— Begin —
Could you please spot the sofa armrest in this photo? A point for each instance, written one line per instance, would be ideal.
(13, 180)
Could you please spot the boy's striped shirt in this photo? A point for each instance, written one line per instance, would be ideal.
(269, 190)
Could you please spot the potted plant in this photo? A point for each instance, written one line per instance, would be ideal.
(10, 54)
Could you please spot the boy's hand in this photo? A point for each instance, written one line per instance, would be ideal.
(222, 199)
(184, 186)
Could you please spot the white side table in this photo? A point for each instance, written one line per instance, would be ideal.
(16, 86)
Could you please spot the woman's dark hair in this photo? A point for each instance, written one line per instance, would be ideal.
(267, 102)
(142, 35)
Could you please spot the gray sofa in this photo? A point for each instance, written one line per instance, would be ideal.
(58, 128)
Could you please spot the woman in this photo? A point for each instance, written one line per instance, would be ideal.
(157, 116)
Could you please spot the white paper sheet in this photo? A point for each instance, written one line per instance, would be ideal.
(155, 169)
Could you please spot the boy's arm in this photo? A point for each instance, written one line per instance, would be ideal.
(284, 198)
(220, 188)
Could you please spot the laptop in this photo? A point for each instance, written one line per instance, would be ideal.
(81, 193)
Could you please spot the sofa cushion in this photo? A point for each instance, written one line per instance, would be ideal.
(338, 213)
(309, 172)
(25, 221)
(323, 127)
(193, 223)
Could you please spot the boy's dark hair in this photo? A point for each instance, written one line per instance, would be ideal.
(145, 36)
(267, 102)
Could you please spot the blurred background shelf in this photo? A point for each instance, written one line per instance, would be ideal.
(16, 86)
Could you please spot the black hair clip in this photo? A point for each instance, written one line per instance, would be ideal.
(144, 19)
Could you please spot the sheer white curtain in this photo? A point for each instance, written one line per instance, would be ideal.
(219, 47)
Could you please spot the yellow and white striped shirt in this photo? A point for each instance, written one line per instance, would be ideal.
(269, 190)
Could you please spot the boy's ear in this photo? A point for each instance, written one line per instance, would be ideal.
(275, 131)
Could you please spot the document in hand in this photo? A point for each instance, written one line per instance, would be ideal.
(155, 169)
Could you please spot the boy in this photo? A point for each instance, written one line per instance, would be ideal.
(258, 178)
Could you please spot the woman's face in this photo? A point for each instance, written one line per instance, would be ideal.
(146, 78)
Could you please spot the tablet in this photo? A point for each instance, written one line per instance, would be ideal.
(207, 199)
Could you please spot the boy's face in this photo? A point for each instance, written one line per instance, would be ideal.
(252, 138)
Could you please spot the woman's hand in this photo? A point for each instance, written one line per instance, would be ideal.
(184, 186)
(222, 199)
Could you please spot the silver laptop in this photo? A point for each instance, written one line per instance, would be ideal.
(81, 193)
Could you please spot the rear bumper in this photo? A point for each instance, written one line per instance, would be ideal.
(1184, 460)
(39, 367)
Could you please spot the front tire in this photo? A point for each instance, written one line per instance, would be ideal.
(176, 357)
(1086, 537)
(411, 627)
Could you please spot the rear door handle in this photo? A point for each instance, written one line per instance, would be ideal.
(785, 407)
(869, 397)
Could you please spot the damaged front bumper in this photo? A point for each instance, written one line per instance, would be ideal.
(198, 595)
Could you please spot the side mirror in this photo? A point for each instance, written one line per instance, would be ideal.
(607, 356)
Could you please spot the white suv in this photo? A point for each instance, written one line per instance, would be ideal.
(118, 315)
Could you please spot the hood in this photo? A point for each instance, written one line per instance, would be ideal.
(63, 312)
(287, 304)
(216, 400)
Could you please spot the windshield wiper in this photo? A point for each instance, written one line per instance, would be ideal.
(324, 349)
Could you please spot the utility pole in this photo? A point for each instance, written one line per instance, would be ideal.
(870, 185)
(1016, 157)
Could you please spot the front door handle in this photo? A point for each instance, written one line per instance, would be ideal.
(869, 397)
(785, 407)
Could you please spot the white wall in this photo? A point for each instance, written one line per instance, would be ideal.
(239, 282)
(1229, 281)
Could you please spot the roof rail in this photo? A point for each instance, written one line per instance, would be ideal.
— End —
**Directive**
Using the material above, reproduce exactly the line that contains "Could you please spot the hood" and all lines after it through the last one, and only those.

**Solution to this task**
Could you please spot the hood in this photo? A point for each instance, written one line per instance, would be ideal.
(63, 312)
(287, 304)
(216, 400)
Could you please spot the windshield wiper in this photo? A point for each instance, written one line per instance, would be ideal.
(324, 349)
Could you please spot the utility pole in this photo? A point for each instance, written one line per instance, would be ideal.
(870, 185)
(1016, 157)
Could you please spot the front door handle in this photo? A point for each instance, written one line per instance, would be ideal.
(869, 397)
(785, 407)
Could you please spot the white wall in this photo? A point for each instance, written one line per instance, would be ideal.
(239, 282)
(1229, 281)
Could you please spot the roof rail in this photo? A point for each instance, written one line per instance, would be ideal.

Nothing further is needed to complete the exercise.